## [SHORT PROBLEM 1]
Do these statements agree with the ticket on eBox module upgrade failures? For each, answer yes or no and quote the deciding words. (a) The process serving the http request waits for the upgrade to finish before it returns. (b) Disabling the reload of modules until the whole upgrade is done is mentioned as a possible workaround. (c) A very big upgrade could end in a timeout.
## [SHORT PROBLEM 2]
Would you resume the ticket on eBox module upgrade failures after its last sentence?

## [PAGE]
>> start
Ticket #245 (closed defect: fixed)
Fix Software module failures under serveral situations
|Reported by:||juruen@…||Owned by:||juruen@…|
Description (last modified by juruen@…) (diff)
So far we have identified the following errors in the behaviour of the module:
When an update for apache is going to take place, the process is forked. This is necessary for the twisted thing we are doing which is: upgrading apache within apache. When this is detected, the process in charge of serving the http request forks and returns immediately. From the user's point of view, the upgrading has already finished and eBox allows him to upgrade another module or system package. If the user does so, eBox will fail because apt will be busy doing the previous upgrade and will not allow another apt-get install.
The quick answer to this is that the parent process should wait() till its child process (the one which is doing the real upgrading) is done, but we have to keep in mind that the parent process will die as soon as the apache package is restarted. Also, if the upgrade is pretty big then it will take too long and we will end up either with a timeout or the user refreshing his browser which leads us to the same situation. We could mark somewhere that we are in the middle of an update and we do not allow the user to do certain tasks such as upgrading packages to avoid that.
Apart from this obvious issue, I have experienced several problems when the perl libraries are upgraded, having to restart apache manually to get a functional server again. This needs further investigation, but it could be related to the use of Apache::Reload, and maybe a possible workaround would be to disable the reload of modules until the whole upgrade is done. It's likely that even doing that it does not work and we have to restart apache.
>> end
## [DATA LISTING]
>> start
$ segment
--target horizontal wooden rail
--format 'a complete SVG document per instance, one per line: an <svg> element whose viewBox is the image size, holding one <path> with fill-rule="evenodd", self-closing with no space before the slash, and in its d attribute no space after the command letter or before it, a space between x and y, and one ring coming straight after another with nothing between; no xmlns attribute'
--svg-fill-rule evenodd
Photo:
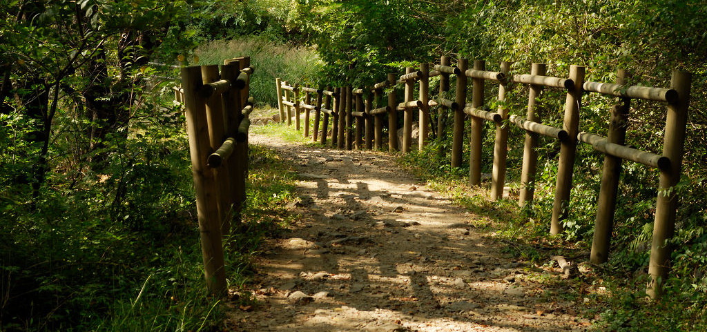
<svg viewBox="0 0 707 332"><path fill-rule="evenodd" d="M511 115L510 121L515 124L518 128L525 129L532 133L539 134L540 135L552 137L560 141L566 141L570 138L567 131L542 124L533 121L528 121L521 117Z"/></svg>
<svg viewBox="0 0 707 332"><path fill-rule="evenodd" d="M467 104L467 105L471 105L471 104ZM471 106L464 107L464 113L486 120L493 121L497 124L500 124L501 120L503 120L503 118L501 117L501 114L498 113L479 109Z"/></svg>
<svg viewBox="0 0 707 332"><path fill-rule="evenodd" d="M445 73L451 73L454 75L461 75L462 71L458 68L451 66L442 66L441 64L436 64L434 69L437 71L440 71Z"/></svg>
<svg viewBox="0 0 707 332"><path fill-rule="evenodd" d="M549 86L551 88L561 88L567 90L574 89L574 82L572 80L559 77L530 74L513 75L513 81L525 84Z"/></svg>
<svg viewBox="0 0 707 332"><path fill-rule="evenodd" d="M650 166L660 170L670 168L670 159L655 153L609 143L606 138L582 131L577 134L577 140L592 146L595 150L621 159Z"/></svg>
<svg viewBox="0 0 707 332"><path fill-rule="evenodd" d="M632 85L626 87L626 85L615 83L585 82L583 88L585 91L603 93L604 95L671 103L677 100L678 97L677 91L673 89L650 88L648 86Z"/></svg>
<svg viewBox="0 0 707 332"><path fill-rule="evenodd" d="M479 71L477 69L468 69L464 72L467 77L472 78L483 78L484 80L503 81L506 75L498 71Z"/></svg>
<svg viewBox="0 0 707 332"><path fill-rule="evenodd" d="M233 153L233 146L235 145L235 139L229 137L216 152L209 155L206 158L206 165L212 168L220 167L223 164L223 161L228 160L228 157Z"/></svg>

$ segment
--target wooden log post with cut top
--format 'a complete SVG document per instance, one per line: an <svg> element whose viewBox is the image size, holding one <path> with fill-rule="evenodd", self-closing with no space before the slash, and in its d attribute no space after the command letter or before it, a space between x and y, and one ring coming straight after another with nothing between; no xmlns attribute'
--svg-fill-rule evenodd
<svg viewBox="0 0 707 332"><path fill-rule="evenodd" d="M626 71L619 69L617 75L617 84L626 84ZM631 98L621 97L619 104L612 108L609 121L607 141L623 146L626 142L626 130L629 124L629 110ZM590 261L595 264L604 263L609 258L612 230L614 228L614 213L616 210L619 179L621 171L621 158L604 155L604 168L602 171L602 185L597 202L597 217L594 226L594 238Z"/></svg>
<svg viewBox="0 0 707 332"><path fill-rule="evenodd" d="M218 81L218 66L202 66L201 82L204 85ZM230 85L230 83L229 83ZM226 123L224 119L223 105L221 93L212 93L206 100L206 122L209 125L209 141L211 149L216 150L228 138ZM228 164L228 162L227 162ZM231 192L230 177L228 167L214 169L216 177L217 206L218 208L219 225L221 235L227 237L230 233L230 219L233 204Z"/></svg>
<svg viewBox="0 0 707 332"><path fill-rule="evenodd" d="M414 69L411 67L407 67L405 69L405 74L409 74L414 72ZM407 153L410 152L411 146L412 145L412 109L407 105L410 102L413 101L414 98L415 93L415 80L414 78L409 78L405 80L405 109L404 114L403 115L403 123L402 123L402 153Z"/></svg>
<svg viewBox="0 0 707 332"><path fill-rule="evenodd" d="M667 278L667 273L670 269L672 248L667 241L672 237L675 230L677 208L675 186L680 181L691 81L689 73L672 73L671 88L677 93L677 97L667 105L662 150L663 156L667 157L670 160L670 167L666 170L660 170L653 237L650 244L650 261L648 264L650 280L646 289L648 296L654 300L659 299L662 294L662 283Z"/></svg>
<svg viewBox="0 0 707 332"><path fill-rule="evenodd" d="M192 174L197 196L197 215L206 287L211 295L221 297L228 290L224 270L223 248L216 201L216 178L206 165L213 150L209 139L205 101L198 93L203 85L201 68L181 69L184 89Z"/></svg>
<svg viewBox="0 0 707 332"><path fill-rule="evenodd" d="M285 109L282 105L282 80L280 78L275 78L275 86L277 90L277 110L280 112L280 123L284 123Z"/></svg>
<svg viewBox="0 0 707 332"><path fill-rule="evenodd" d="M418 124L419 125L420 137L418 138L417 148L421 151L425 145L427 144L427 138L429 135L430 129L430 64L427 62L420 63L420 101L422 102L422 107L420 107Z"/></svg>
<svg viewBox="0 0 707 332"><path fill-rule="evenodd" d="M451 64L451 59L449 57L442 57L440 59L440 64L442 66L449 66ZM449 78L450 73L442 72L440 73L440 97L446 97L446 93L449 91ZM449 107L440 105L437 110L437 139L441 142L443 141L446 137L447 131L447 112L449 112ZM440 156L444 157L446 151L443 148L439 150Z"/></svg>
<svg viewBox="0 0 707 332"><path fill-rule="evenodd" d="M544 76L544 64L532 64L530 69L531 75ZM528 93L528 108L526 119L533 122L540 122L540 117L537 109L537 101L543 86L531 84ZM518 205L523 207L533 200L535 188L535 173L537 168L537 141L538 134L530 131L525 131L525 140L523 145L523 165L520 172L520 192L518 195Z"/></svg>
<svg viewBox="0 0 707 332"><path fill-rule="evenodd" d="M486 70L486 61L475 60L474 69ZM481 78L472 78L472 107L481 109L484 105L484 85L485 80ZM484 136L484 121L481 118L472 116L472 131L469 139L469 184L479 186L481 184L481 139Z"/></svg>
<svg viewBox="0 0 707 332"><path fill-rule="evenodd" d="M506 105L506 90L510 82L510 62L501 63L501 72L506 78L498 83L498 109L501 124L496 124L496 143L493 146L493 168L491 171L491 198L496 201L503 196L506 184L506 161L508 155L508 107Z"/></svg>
>> end
## [TASK RESPONSE 1]
(a) No: "the process in charge of serving the http request forks and returns immediately."
(b) Yes: "maybe a possible workaround would be to disable the reload of modules until the whole upgrade is done."
(c) Yes: "if the upgrade is pretty big then it will take too long and we will end up either with a timeout"

## [TASK RESPONSE 2]
There is yet another problem that we have to face. Currently, we have in the apt.sources file the apt sources provided by us where the ebox and extra packages are. And, as usual for a Debian stable version, the security sources, at the moment the ones for sarge.
So right now, for example, let's say we have a package foobar, which has a security update availabe from Debian, and foobar is a service which is managed by eBox through one of its modules.
Let's say that the new package needs to restart the foobar service through /etc/init.d/foobar, but foobar is now managed through ebox using runnit, so in the middle of the process of upgrading the postinst script of foobar gets stuck forever trying to restart the service, and the user never sees the interface back or gets a timeout.
This is not a Debian's fault, because, just off the top of my head, in Debian you can define a local policy for the packages' init scripts, and as long as the maintainer uses invoke-rc.d the above explained could work. However, it happens that we did not bear in mind this issue, and, right now, some installations out there will break because of this. What we have to achieve is to minimize the risk of having these unpleasant surprises.
To overcome this issue, what we suggest is not to allow security updates from Debian, but from our servers. This way, when there's a new security update we'll check that it does not break anything, in that case, we upload the update straight to our security repository. But in case it breaks something we will fix the package or the ebox packages before make it available.
I think it is very important that our upgrading mechanism works smoothly and in the most reliable way possible. I strongly reckon that we have to achieve this as soon as possible in our roadmap.
I am going to be working on this topic for a few days, and I think we should be willing to trim down some of our cool features in the software module if we do not get something stable enough. In case we do not work out soon the above issues we will release a version just with automatic upgrading at a given time, or triggered by the user, stopping apache, upgrading the system and restarting apache again. Of course, this does not mean we should leave the cool approach of selecting individually the packages and stuff.
- Description modified (diff)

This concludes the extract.